Records

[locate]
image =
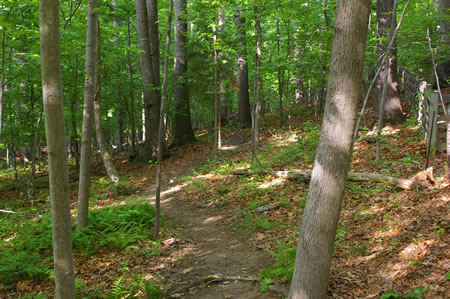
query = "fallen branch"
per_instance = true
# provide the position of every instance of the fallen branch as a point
(423, 179)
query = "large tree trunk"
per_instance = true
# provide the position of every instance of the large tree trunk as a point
(151, 102)
(183, 132)
(393, 112)
(245, 118)
(88, 115)
(326, 190)
(57, 156)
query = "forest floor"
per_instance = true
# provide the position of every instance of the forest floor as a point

What is being asked
Write out all of the data above again in full, shifting both the x and y values of every answer point by 138. Leave the pictures out.

The reply
[locate]
image =
query = "fallen branch"
per_instance = true
# provide the position of every instance of the fallen branch as a point
(561, 317)
query = "large tree trunk"
per_instance = true
# provide the position of every instance of the large tree trunk as a point
(289, 240)
(321, 270)
(531, 250)
(383, 256)
(226, 253)
(464, 328)
(195, 294)
query = "forest floor"
per_instance = true
# provide the position of every instance of the forest floor as a point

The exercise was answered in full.